US stocks rise and government bonds soften as traders anticipate rate rises

US and European stocks rose on Tuesday, while government bond prices softened, as traders anticipated central banks on both sides of the Atlantic tightening monetary policy to curb surging inflation.

The S&P 500 share gauge increased by 0.6 per cent as investors balanced signals from Federal Reserve chair Jay Powell about a series of US interest rate rises this year with his reassurance that tightening would not spark a recession.

The technology-focused Nasdaq Composite added 0.7 per cent.

Meanwhile, the yield on the 10-year US Treasury note, a benchmark for debt costs worldwide, added 0.05 percentage points to 2.36 per cent – a level not seen since May 2019 – after a sell-off overnight. Bond yields move inversely to their prices.

Powell said on Monday that the Fed should move “expeditiously” towards tighter monetary policy. He also pushed back on concerns that this would cause a recession, citing episodes in 1965, 1984 and 1994 when the Fed slowed an overheated economy without prompting a sharp contraction.

- _Excerpted records_
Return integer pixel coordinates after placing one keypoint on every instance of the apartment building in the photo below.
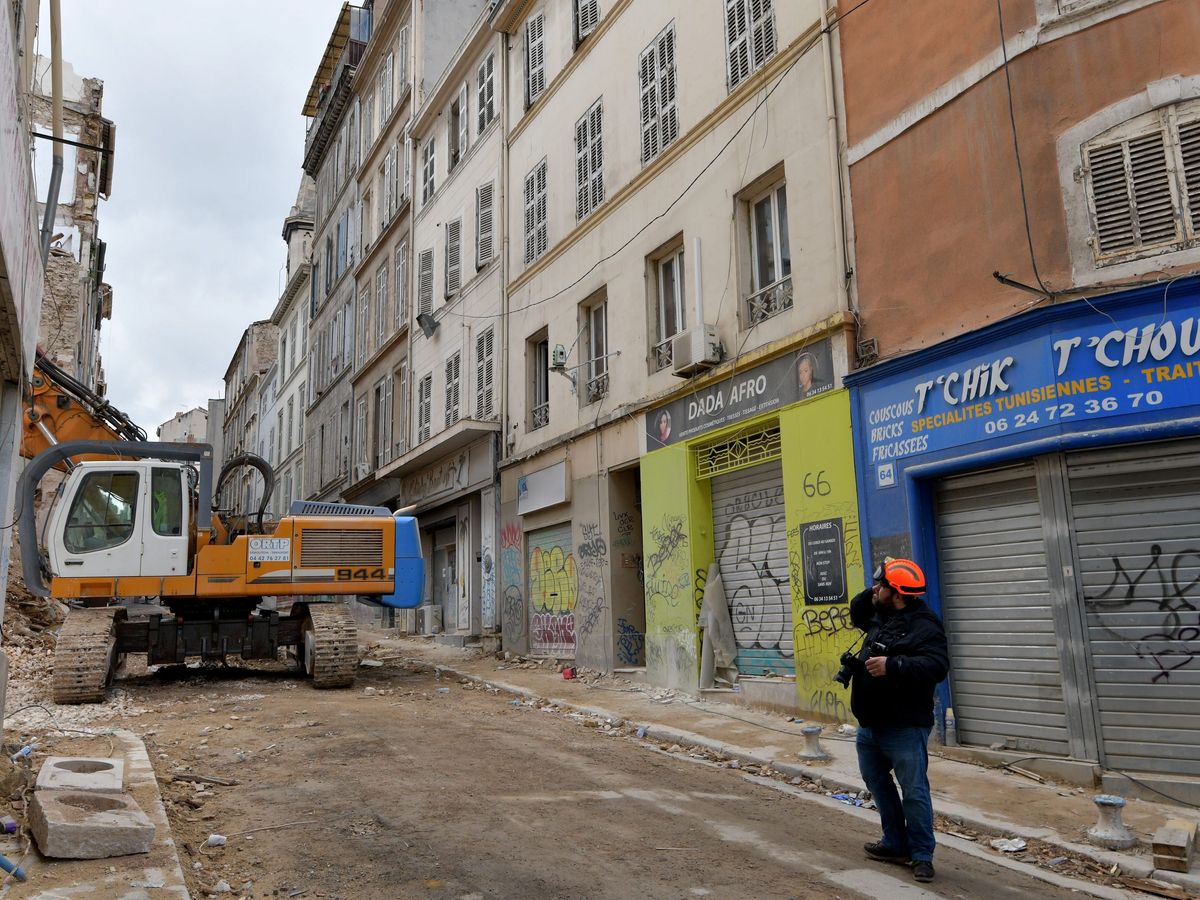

==

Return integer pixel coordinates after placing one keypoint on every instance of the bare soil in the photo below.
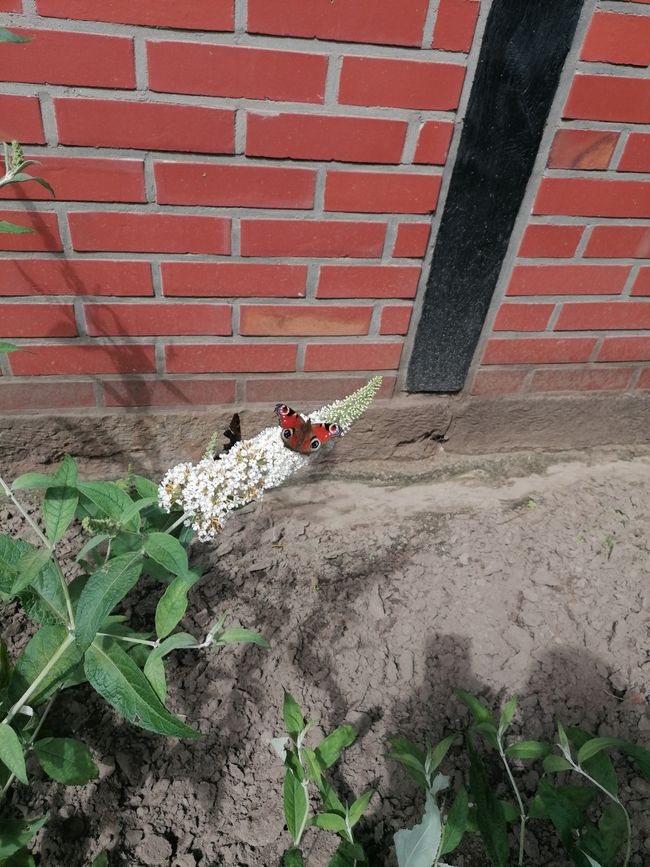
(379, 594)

* * *

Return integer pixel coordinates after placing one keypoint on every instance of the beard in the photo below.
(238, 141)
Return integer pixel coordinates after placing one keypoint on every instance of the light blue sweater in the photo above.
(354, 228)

- _Work to complete_
- 1) In the article on US stocks and bonds, which years did Powell cite as times when the Fed slowed an overheated economy without prompting a sharp contraction?
- 2) Reproduce the portion of the article on US stocks and bonds starting with "US and European" and going on through "0.7 per cent.".

- _List of solutions_
- 1) 1965, 1984 and 1994.

- 2)
US and European stocks rose on Tuesday, while government bond prices softened, as traders anticipated central banks on both sides of the Atlantic tightening monetary policy to curb surging inflation.

The S&P 500 share gauge increased by 0.6 per cent as investors balanced signals from Federal Reserve chair Jay Powell about a series of US interest rate rises this year with his reassurance that tightening would not spark a recession.

The technology-focused Nasdaq Composite added 0.7 per cent.